■ **Challenge**
Return every one of the records below unchanged, character for character.

Data lines
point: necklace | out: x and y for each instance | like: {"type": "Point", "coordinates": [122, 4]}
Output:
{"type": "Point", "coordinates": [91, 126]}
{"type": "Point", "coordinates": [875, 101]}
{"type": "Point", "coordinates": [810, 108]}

■ **Solution to this problem**
point: necklace | out: x and y for each instance | like: {"type": "Point", "coordinates": [122, 4]}
Output:
{"type": "Point", "coordinates": [91, 126]}
{"type": "Point", "coordinates": [875, 101]}
{"type": "Point", "coordinates": [810, 108]}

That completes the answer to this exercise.